* Start Text to read *

# Anything faster than Autosol to bring shne back to alloy wheel rim ?



## perm (Oct 26, 2005)

Hi,

I have the same alloys as shown here, however miine do not look as good..... 









*vikki* hope I am ok to use your alloys wheel pic. 

I have tried autosol on the polished lip and it does remove the several black grime layers of oxidised metal to ultimately produce a shiny look, however the whole process is very time consuming to do.

Is there any other products that would do the same job as Autosol but faster and with less effort?

Cheers

Perm


----------



## -ROM- (Feb 23, 2007)

i have found that the evil autoglym paint renovator makes a very good and quick to use metal polish.


----------



## Silva1 (Sep 16, 2007)

I popped into halfords and noticed AG have a liquid metal polish .. anyone tried it yet ??


----------



## perm (Oct 26, 2005)

just a little bump ;
Anyone have anything more to add ?

Cheers

Perm


----------



## racquel (Dec 18, 2006)

Try Peek Polish or Fine Shine both goods easy to use products


----------



## Rundie (Oct 2, 2007)

G3 works well, followed by Autosol.


----------



## NeoPanther (Jan 15, 2008)

I recommend Briliant Polishes. 
The pic below is a test I was trying. The whole piece of metal was polished with Autosol & wirewool, then Autosol and a cloth.

The top part was then polished with Briliant's Stainless Steel & Aluminium polish with just a cloth. It was a lot easlier and as you can see, the finish is better. They also do a premium polish, which applied after gives an even shiner finish (I'll post a review soon).

* End Text to read *

● **Task description**
Name each distinct username that appears as a poster in the forum thread on restoring shine to alloy wheel rims.

* Start Data section *

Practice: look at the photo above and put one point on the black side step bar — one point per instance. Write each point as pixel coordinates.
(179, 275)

* End Data section *

● **Reply to the exercise**
perm, -ROM-, Silva1, racquel, Rundie, NeoPanther